Lenitivo para um coração materno

Uma situação alarmante, um coração materno oprimido por preocupações e incertezas, uma oração, uma rosa e um sinal do Sagrado Coração de Jesus…

Às profundas transformações nas mentalidades e nos costumes, que abalavam o mundo nas primeiras décadas do século XX, seguiram-se revoluções políticas. Contudo, se em outros países minorias revolucionárias se inebriaram de sangue, em nosso imenso e pacato Brasil a vontade de não lutar sobrepujou quase sempre a vontade de vencer. Na maioria dos casos, hábeis jogadas políticas evitaram confrontos cujas consequências poderiam ter sido trágicas.

Até 1930 o Brasil viveu sob um regime conservador, de base rural e com traços aristocráticos, mas que afirmava sua adesão doutrinária a uma democracia liberal, representativa, fundada no sufrágio universal. Era notória a contradição entre a inspiração doutrinária e a prática política. A História qualificou este regime de República Velha.

Começou então em nosso país uma onda de protestos em vários setores, exigindo a coerência da prática política com a inspiração doutrinária. No sulco de uma intensa exacerbação de ânimos assim criada, a Revolução de 1930, feita sob o signo da Aliança Liberal, derrubou a República Velha.

Era natural que Dona Lucilia, senhora de convicções e hábitos conservadores, visse com desassossego as várias sublevações que marcavam o fim de um Brasil e o início de outro.

O levante armado de 1930 apanhou o jovem Plinio numa fazenda em Campos do Jordão, onde estava com primos seus a passar alguns dias. Evidentemente, a preocupação de Dona Lucilia pela integridade de seu filho foi enorme, sobretudo porque tornavam-se insistentes os rumores sobre uma mobilização geral dos moços em idade militar para combater as tropas revoltosas.

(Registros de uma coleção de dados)
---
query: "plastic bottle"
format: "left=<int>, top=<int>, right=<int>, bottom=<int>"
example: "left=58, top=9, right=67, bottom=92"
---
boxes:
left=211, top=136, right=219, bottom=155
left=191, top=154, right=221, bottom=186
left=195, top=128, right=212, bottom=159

# EXERCÍCIO ESCRITO 1:
Transcreva do texto sobre Dona Lucilia o trecho que vai de "Lenitivo para um" a "ter sido trágicas.".
# EXERCÍCIO ESCRITO 2:
De acordo com o texto sobre Dona Lucilia, onde se encontrava o jovem Plinio quando ocorreu o levante armado de 1930?
# EXERCÍCIO ESCRITO 3:
Prossiga o texto sobre Dona Lucilia a partir da última frase apresentada.

# RESULTADO DA TAREFA 1:
Lenitivo para um coração materno

Uma situação alarmante, um coração materno oprimido por preocupações e incertezas, uma oração, uma rosa e um sinal do Sagrado Coração de Jesus…

Às profundas transformações nas mentalidades e nos costumes, que abalavam o mundo nas primeiras décadas do século XX, seguiram-se revoluções políticas. Contudo, se em outros países minorias revolucionárias se inebriaram de sangue, em nosso imenso e pacato Brasil a vontade de não lutar sobrepujou quase sempre a vontade de vencer. Na maioria dos casos, hábeis jogadas políticas evitaram confrontos cujas consequências poderiam ter sido trágicas.

# RESULTADO DA TAREFA 2:
Numa fazenda em Campos do Jordão, onde passava alguns dias com primos seus.

# RESULTADO DA TAREFA 3:
“Daqueles a quem Deus dá Fé, Ele próprio exige Esperança”

Plinio, logo que pôde, enviou-lhe uma carta, transbordante de amor filial, em que descrevia a esplêndida fazenda, onde estava sendo objeto de excelente acolhida. Sua mãe, assim, não se devia preocupar com o bem-estar nem com a saúde dele. Após dizer que havia comungado nas intenções de Dona Lucilia em Pindamonhangaba e pedir notícias da família, Plinio lhe dá um filial conselho naquele tão convulsionado período.

Vamos, agora, à Senhora. Espero que tenha a suficiente dose de espírito religioso requerida pelas circunstâncias. A Esperança é uma virtude que decorre da Fé.

Daqueles a quem Deus dá Fé, Ele próprio exige Esperança. Espere, portanto, em Deus, porque nenhum fio de cabelo cai de nossa cabeça sem que Ele consinta. E, sendo assim, que temos nós a recear, quando somos protegidos por um Deus de Poder e Misericórdia infinitos? A Senhora, que gosta tanto de se orientar pelos princípios de Vovô Ribeiro, deve lembrar-se da grande confiança que ele tinha em Deus a ponto de dar seus últimos 2$000 a um pobre, certo de que nada lhe faltaria, enquanto não lhe faltava a graça de Deus! E a Senhora que, ao contrário dele, frequenta os Sacramentos, deve ter em Deus uma confiança ainda muito maior.

Comungue assiduamente, mas sem sacrifício para sua saúde, e reze muito a Nossa Senhora. O resto se arranjará.

Mande afetuosíssimos abraços e beijos a Papai, Rosée, Vovó e Maria Alice. Para a Senhora, finalmente, todo o meu coração, todo o meu afeto, todo o meu carinho e todo o meu respeito. Abençoe o filho que tanto a quer.

Pouco depois, Plinio escrevia novamente à sua mãe, renovando com o respeito de filho as recomendações da anterior missiva:

Minha querida Mãezinha

Escrevo-lhe esta, para lhe enviar um afetuosíssimo beijo, e lhe pedir que se lembre de que é católica, e de que a proteção de Deus nunca lhe faltará. Comunguei hoje aqui, e rezei muito pela Senhora e por todos os nossos. Jesus me atenderá.

Muito cuidado com o fígado.

Para a Senhora, meu bem, todo o meu coração. Até breve. Abençoe o seu Filho.

Contínuas orações de uma mãe extremosa

Quem lê, noutra carta da mesma época – desta vez escrita por Dona Lucilia a Plinio –, a referência às incontáveis orações feitas na intenção dele, para que Deus o preservasse dos perigos, bem pode notar a aflição em que ela se encontrava.

São Paulo, 13-10-1930

Filho querido!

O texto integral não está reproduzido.